Sayfa ::
******************************

Kitaplarının bir kısmının da soru-cevap şeklinde olması, önemli özelliklerindendir. Mesela “Şeytanla Münazara” başlığında, ona bazı sorular sordurtup kendisi cevabını verir ve konuyu bir noktaya ulaştırır. Sokratik sorgulama denilen bu tarz, bilimsel bir metodolojidir. Bu yolla yeni sorular sordurtarak bilgi ve düşünceyi geliştirmiştir. Böylece, bu yöntemi dönemin alimleri ve siyasileri ile ilişki kurmada iletişim yöntemi haline getirmiştir.

(Çağın Vicdanı Bediüzzaman, s. 39-40)

******************************

Yönergeler ::
[1] Soru-cevap yöntemini anlatan metinden, “Kitaplarının bir kısmının” sözcüklerinin geçtiği yerden başlayıp “Bediüzzaman, s. 39-40)” sözcüklerinden sonra biten bölümü harfi harfine yazar mısınız?
[2] Soru-cevap yöntemini anlatan metni kaldığı yerden sürdürür müsünüz?
Verilerin bu işle hiçbir ilgisi yoktur.

******************************

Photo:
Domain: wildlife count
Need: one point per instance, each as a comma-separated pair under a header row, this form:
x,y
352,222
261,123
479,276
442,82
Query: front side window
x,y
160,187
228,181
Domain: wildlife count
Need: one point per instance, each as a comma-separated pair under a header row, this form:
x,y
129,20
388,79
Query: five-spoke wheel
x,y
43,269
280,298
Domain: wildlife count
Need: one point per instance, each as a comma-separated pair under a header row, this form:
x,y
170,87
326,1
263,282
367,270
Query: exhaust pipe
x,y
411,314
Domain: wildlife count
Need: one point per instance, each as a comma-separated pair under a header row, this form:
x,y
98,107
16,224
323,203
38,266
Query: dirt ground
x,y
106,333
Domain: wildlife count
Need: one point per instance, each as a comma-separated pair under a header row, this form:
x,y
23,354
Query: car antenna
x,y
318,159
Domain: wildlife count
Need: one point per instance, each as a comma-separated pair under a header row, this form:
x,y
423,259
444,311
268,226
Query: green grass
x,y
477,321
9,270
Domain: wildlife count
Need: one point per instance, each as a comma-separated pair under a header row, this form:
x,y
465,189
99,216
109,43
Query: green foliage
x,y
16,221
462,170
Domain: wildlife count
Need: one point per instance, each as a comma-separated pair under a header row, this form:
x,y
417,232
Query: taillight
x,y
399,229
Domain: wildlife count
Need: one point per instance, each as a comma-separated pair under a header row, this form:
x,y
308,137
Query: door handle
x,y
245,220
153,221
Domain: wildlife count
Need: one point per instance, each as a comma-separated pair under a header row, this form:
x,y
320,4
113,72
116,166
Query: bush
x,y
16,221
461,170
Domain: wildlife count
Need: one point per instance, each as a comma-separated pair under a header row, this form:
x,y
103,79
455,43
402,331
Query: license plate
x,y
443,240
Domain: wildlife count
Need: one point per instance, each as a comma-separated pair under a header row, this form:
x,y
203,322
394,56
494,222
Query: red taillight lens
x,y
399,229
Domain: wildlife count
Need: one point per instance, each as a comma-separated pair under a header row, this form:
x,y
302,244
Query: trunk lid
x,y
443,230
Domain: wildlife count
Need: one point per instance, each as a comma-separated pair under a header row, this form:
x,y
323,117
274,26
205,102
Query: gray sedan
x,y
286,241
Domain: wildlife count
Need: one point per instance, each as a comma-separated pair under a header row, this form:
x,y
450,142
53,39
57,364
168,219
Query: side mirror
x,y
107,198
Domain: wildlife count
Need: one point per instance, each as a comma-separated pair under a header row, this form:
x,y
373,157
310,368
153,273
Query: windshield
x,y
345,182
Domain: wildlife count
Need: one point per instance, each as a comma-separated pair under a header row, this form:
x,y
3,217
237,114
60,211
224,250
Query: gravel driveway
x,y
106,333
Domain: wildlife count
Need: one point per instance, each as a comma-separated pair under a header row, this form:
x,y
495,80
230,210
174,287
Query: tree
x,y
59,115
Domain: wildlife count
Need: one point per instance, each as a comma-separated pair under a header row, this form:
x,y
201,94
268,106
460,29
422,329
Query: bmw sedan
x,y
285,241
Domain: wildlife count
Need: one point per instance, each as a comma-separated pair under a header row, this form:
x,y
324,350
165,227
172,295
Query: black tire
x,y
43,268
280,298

******************************

Yanıt Listesi ::
[1]
Kitaplarının bir kısmının da soru-cevap şeklinde olması, önemli özelliklerindendir. Mesela “Şeytanla Münazara” başlığında, ona bazı sorular sordurtup kendisi cevabını verir ve konuyu bir noktaya ulaştırır. Sokratik sorgulama denilen bu tarz, bilimsel bir metodolojidir. Bu yolla yeni sorular sordurtarak bilgi ve düşünceyi geliştirmiştir. Böylece, bu yöntemi dönemin alimleri ve siyasileri ile ilişki kurmada iletişim yöntemi haline getirmiştir.

(Çağın Vicdanı Bediüzzaman, s. 39-40)

[2]
Bediüzzaman’ın duygusal okuryazarlığı

Bediüzzaman duygusal okuryazarlığı güçlü biridir. Bu özelliği sayesinde karşı tarafın duygularını okuyup anlayarak, ona uygun cevap verebilmiştir. Empatik iletişimde, karşı tarafa kendini yakın hissetmenin yanı sıra onunla yukarıdan aşağıya değil, yatay ilişki kurmak gerekir. Güvenin oluşması için karşı tarafın anlaşılması, dinlenmesi ve ona değer verildiği duygusunun oluşturulması gerekir. Bediüzzaman talebeleriyle arasında empatik iletişimi çok iyi kullanabilmiştir. Sınıfsal bir üstünlük düşündürtmeden eşitler ilişkisini başarıyla sürdürmüştür. Bir taraftan koskoca padişaha itirazını hiç çekinmeden dile getirirken, diğer taraftan eserlerini yazan köylülere çay ikram etmiştir. Çelişki gibi görünen bu davranış onun ‘ego odaklı’ değil, ‘ego ideali odaklı’ yaşadığını gösterir. Davası için padişaha kafa tutabildiği gibi, ümmî birine çay da götürebilmiştir.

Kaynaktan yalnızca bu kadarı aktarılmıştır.